== Segment start ==
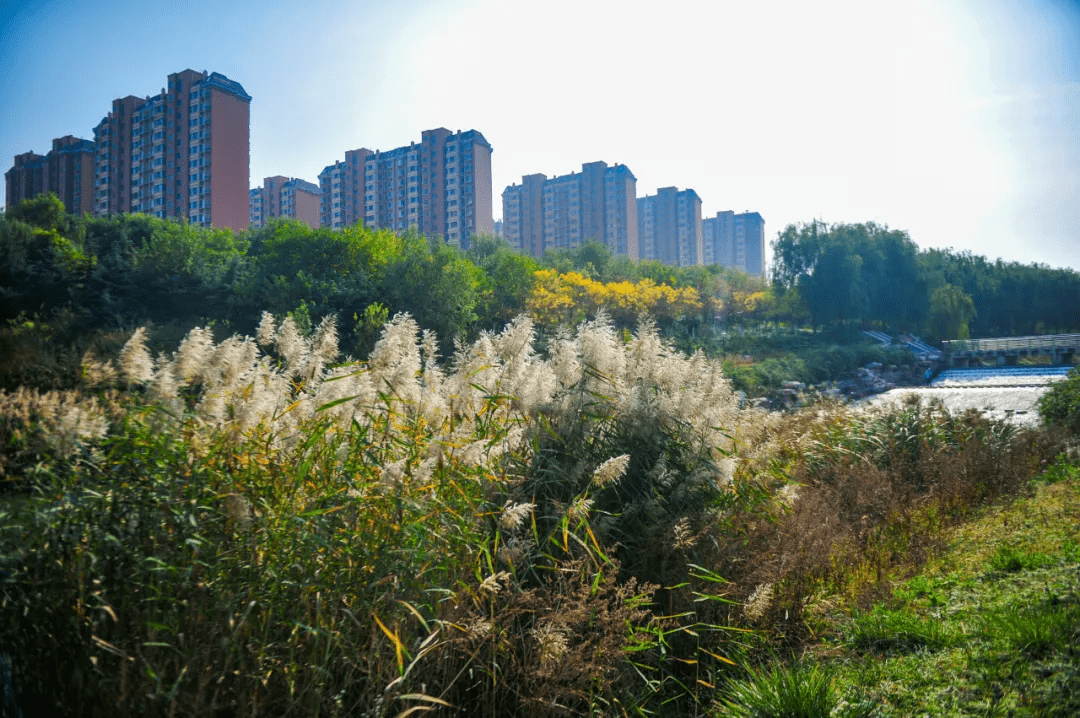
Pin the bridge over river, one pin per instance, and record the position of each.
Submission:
(1061, 349)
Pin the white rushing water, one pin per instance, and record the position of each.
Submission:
(1008, 393)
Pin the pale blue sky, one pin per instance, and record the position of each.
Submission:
(957, 120)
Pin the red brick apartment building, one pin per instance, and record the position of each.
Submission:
(67, 171)
(598, 204)
(184, 152)
(284, 197)
(441, 185)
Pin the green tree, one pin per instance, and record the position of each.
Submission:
(1061, 405)
(950, 312)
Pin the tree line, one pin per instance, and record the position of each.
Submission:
(123, 270)
(876, 275)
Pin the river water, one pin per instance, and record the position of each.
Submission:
(1010, 393)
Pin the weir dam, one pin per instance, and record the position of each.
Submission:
(1010, 393)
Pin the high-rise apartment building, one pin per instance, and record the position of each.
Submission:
(181, 153)
(523, 215)
(442, 186)
(670, 227)
(342, 190)
(596, 204)
(750, 242)
(284, 197)
(718, 239)
(67, 171)
(736, 241)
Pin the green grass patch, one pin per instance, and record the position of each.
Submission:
(990, 627)
(898, 632)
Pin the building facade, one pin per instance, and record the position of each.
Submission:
(441, 185)
(565, 212)
(287, 198)
(342, 190)
(670, 227)
(736, 241)
(67, 171)
(181, 153)
(523, 215)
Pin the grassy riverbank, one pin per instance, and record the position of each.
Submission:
(245, 527)
(988, 627)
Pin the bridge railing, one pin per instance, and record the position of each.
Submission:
(1049, 342)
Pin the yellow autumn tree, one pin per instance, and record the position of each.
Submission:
(571, 297)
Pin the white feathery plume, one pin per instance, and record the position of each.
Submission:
(514, 514)
(135, 362)
(292, 346)
(267, 332)
(610, 471)
(193, 353)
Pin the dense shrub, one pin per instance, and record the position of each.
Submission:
(1061, 405)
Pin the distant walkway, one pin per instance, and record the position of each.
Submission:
(1061, 348)
(915, 344)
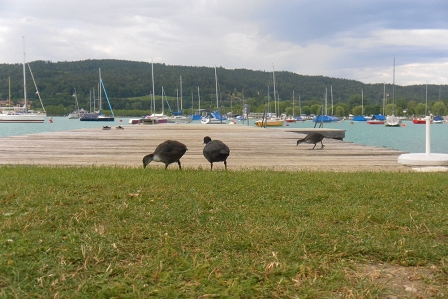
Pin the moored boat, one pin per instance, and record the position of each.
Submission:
(99, 116)
(21, 114)
(376, 119)
(270, 122)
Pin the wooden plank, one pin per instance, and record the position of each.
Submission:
(250, 147)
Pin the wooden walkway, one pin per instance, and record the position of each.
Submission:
(250, 147)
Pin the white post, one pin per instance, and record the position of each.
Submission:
(428, 135)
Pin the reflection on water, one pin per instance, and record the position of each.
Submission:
(409, 138)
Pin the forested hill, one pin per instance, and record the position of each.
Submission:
(125, 80)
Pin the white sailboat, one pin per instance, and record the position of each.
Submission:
(271, 120)
(21, 114)
(392, 120)
(77, 113)
(98, 115)
(215, 117)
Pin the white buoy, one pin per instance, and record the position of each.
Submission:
(426, 162)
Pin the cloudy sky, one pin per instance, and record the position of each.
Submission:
(352, 39)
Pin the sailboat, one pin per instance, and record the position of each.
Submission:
(392, 120)
(77, 113)
(271, 119)
(292, 119)
(155, 117)
(197, 116)
(177, 117)
(215, 117)
(21, 114)
(98, 115)
(361, 117)
(379, 119)
(422, 120)
(438, 119)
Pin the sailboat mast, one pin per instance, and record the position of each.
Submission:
(275, 99)
(181, 93)
(326, 93)
(293, 103)
(99, 91)
(24, 75)
(9, 92)
(331, 92)
(153, 99)
(393, 90)
(199, 98)
(163, 111)
(216, 87)
(362, 101)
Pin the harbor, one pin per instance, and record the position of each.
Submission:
(250, 148)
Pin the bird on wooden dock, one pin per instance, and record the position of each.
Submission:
(215, 151)
(312, 138)
(167, 152)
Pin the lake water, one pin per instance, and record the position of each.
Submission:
(409, 138)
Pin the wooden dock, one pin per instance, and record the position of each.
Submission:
(250, 147)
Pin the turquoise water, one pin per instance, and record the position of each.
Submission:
(409, 138)
(59, 124)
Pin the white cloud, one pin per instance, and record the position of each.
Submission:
(344, 39)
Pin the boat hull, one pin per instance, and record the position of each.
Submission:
(96, 117)
(270, 123)
(22, 118)
(420, 121)
(375, 122)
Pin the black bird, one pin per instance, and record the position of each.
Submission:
(312, 138)
(215, 151)
(167, 152)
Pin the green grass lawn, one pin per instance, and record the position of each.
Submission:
(111, 232)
== Segment end ==
**Problem to solve:** Omit each picture, then return all of the listing exactly as it stands.

**Exercise result:**
Pin the bridge over river, one pin per instance, and record the position of each.
Submission:
(1061, 349)
Pin the white rushing water, one pin per instance, and record the position of each.
Submission:
(1008, 393)
Pin the pale blue sky, one pin per instance, and record the position of each.
Submission:
(957, 120)
Pin the red brick apartment building, one pin per instance, and record the position of each.
Submission:
(67, 171)
(598, 204)
(184, 152)
(284, 197)
(441, 185)
Pin the green tree, one pin per instance, and record the position of each.
Submission:
(1061, 405)
(950, 312)
Pin the tree line, one pin per instance, and record the position of each.
Submission:
(123, 270)
(876, 275)
Pin the river water, one pin per instance, and record the position of each.
Submission:
(1010, 393)
Pin the weir dam, one pin per instance, and record the position of each.
Submission:
(1010, 393)
Pin the high-rise apartment building, one pin per instance, and record the position of each.
Submission:
(181, 153)
(523, 215)
(442, 186)
(670, 227)
(342, 190)
(596, 204)
(750, 242)
(284, 197)
(718, 239)
(67, 171)
(736, 241)
Pin the green grass patch, one pin per instance, and record the position of each.
Submission:
(990, 627)
(898, 632)
Pin the building facade, one pin per instance, and record the position of each.
Submission:
(441, 185)
(565, 212)
(287, 198)
(342, 190)
(670, 227)
(736, 241)
(67, 171)
(181, 153)
(523, 215)
Pin the grassy riverbank, one pin per instance, and record the position of each.
Submission:
(245, 527)
(988, 627)
Pin the bridge railing, one pin per instance, and record the position of each.
Submission:
(1049, 342)
Pin the yellow autumn tree, one pin per instance, and record the position of each.
Submission:
(571, 297)
Pin the white feathery plume, one pin per instance, and record the position of each.
Submission:
(514, 514)
(135, 362)
(292, 346)
(267, 332)
(610, 471)
(193, 353)
Pin the dense shrub, one pin per instance, and record the position of each.
Submission:
(1061, 405)
Pin the distant walkway, one pin per instance, and record the position of each.
Submission:
(1061, 348)
(915, 344)
Pin the moored boat, one pin per instance, and record the position of each.
Submission:
(99, 116)
(21, 114)
(376, 119)
(270, 122)
Pin the wooden plank, one pin per instance, and record the position of each.
Submission:
(250, 147)
Pin the wooden walkway, one pin per instance, and record the position of each.
Submission:
(250, 147)
Pin the white post, one pin per instance, and record the position of each.
Submission:
(428, 135)
Pin the reflection on water, one pin per instance, and record the position of each.
Submission:
(409, 138)
Pin the forested hill, one pin per instance, and record the position of each.
Submission:
(125, 80)
Pin the white sailboat, one pin per instance, and record the position of each.
Submission:
(271, 120)
(21, 114)
(392, 120)
(77, 113)
(98, 115)
(215, 117)
Pin the white buoy, one pin per instance, and record the position of each.
Submission:
(426, 162)
Pin the cloudy sky, one pin per instance, and record the position of each.
Submission:
(352, 39)
Pin the sailboat, one pin per instance, and record the position of each.
Submission:
(392, 120)
(77, 113)
(271, 119)
(292, 119)
(155, 117)
(197, 116)
(177, 117)
(215, 117)
(21, 114)
(98, 115)
(361, 117)
(379, 119)
(422, 120)
(438, 119)
Pin the sailboat mast, one pin per instance, and record the position of each.
Submission:
(275, 99)
(181, 93)
(326, 93)
(293, 103)
(99, 91)
(24, 75)
(9, 92)
(331, 92)
(153, 99)
(393, 90)
(199, 98)
(163, 111)
(216, 87)
(362, 101)
Pin the harbor, one pin per instance, and record the position of each.
Submission:
(250, 148)
Pin the bird on wooden dock, one pin per instance, and record the position of each.
Submission:
(215, 151)
(312, 138)
(167, 152)
Pin the lake water, one pin per instance, and record the position of each.
Submission:
(409, 138)
Pin the wooden dock, one pin per instance, and record the position of each.
Submission:
(250, 147)
Pin the turquoise water, one pin per instance, and record the position of each.
Submission:
(409, 138)
(59, 124)
Pin the white cloud, one pin per instance, and record the position of each.
Submission:
(344, 39)
Pin the boat hull, one pin per instance, and record the position of each.
Submission:
(96, 117)
(270, 123)
(22, 118)
(420, 121)
(375, 122)
Pin the black bird, one pin per instance, and record the position of each.
Submission:
(312, 138)
(215, 151)
(167, 152)
Pin the green grass lawn, one pin per instance, and record the position of each.
Submission:
(111, 232)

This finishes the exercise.